**Document passage**
If you haven’t noticed, the top two teams in the NBA are on pace to collide in the finals in June.
We’re past the midway point of the truncated season and the Miami Heat and the Oklahoma City Thunder both sit at the summit of their respective conference and continue to remain fast on not surrendering their positions. What’s most compelling about the Heat-Thunder rise is how two teams on opposite ends of the spectrum are oddly similar. Traditional powerhouses such as the Celtics, Lakers and Spurs have aged, and it seems the Heat and Thunder righteous paths are destined to intersect in June. Although their roads to the chip will certainly differ, both clubs will continue to rely on their two superstars to lead the way.
In their first game since the All-Star break, the Heat won their ninth consecutive games by 12 or more points in defeating the Portland Trail Blazers 107-93 at the Rose Garden on Thursday. Behind LeBron James’ 38 points, 10 rebounds, six assists and five steals and no turnover performance and Dwyane Wade’s 33 points and 10 rebounds, Miami was able to overcome the absence of Chris Bosh, who was away for the first of two games following the death of his grandmother, to dominate the Trail Blazers from the opening tip. Now resting comfortable atop of the Eastern Conference with a record of 28-7, the Heat are off to their best start in franchise history; thanks in large part to James having the single most efficient season in NBA history, en route to possibly winning his third league MVP.

**Assignment**
Copy the passage on the Heat and Thunder word for word, from "If you haven’t" up to and including "lead the way.".

Collected data:
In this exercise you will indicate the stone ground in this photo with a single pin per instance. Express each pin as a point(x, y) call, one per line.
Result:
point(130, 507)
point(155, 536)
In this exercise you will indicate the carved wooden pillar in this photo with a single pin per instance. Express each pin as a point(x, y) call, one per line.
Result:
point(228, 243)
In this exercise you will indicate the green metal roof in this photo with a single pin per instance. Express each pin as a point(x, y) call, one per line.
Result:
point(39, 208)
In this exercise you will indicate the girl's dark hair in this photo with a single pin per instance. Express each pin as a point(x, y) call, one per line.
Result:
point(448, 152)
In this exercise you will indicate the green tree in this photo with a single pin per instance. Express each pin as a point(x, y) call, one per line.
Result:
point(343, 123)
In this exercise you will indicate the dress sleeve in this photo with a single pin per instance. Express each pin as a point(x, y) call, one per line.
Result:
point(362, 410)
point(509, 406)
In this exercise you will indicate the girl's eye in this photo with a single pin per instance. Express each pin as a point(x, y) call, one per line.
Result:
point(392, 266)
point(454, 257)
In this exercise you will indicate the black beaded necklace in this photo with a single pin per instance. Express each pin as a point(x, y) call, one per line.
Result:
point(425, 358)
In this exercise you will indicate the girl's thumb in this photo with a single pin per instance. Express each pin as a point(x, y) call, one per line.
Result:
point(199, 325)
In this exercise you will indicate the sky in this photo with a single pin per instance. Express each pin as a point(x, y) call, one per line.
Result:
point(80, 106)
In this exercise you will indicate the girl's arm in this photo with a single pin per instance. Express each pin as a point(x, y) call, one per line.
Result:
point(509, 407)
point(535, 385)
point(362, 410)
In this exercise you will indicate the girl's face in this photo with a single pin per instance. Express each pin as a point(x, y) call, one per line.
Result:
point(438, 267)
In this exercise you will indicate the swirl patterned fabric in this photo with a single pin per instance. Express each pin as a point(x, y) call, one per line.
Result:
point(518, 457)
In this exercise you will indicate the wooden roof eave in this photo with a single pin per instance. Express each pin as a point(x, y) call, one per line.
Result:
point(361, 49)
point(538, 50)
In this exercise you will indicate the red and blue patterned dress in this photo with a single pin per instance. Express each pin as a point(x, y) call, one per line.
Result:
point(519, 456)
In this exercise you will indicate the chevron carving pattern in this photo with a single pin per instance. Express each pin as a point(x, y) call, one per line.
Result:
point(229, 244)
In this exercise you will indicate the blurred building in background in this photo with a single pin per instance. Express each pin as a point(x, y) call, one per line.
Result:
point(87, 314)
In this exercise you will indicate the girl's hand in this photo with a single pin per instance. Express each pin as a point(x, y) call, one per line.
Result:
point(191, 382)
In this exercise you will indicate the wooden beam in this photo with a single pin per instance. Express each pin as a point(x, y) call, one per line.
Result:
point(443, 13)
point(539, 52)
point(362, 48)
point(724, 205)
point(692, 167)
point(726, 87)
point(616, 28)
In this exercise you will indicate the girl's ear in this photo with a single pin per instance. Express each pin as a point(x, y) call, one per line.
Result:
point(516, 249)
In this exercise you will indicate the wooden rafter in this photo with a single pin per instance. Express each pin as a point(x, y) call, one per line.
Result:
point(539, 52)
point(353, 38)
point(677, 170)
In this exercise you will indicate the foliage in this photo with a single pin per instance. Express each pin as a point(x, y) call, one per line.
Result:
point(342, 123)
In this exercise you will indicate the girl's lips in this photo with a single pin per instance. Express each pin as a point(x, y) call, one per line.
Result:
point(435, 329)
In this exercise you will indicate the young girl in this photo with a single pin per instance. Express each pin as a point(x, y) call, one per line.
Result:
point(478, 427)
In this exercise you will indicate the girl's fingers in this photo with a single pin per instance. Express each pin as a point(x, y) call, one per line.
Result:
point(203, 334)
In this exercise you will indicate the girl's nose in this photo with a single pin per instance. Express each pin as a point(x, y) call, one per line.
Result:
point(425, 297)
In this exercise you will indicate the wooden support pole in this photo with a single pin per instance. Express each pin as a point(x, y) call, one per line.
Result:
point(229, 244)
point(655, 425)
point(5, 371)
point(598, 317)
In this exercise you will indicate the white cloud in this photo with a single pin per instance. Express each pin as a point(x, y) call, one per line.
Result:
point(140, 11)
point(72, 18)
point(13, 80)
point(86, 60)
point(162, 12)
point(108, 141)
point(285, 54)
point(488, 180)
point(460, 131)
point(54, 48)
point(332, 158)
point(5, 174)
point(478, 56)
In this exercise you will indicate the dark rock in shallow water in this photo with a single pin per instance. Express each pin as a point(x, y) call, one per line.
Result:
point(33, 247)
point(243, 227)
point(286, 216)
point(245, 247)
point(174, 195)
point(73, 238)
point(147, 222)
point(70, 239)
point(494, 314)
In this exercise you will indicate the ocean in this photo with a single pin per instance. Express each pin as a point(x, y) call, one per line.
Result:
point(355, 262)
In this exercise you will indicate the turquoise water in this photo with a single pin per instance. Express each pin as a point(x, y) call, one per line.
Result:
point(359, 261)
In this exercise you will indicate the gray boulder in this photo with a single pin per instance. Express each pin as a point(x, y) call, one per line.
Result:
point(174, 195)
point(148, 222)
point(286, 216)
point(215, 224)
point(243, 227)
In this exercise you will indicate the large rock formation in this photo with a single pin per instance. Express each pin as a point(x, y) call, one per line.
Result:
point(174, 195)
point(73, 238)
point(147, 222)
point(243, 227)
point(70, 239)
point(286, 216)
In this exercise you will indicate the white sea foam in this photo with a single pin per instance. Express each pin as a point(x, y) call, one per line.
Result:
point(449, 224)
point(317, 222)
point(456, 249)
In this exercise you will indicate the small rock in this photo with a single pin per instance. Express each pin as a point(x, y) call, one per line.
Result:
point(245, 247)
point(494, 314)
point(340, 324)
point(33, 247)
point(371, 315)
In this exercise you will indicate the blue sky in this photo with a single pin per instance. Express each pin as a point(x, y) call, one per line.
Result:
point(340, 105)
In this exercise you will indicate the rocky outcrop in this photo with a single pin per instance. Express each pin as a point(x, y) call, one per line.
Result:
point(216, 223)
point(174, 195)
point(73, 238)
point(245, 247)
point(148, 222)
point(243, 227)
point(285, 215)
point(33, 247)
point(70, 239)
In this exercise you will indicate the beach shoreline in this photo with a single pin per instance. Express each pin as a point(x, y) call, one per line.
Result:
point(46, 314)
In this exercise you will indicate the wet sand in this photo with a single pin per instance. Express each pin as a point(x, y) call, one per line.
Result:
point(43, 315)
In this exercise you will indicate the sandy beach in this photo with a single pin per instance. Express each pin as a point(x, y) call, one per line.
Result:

**Answer for this exercise**
If you haven’t noticed, the top two teams in the NBA are on pace to collide in the finals in June.
We’re past the midway point of the truncated season and the Miami Heat and the Oklahoma City Thunder both sit at the summit of their respective conference and continue to remain fast on not surrendering their positions. What’s most compelling about the Heat-Thunder rise is how two teams on opposite ends of the spectrum are oddly similar. Traditional powerhouses such as the Celtics, Lakers and Spurs have aged, and it seems the Heat and Thunder righteous paths are destined to intersect in June. Although their roads to the chip will certainly differ, both clubs will continue to rely on their two superstars to lead the way.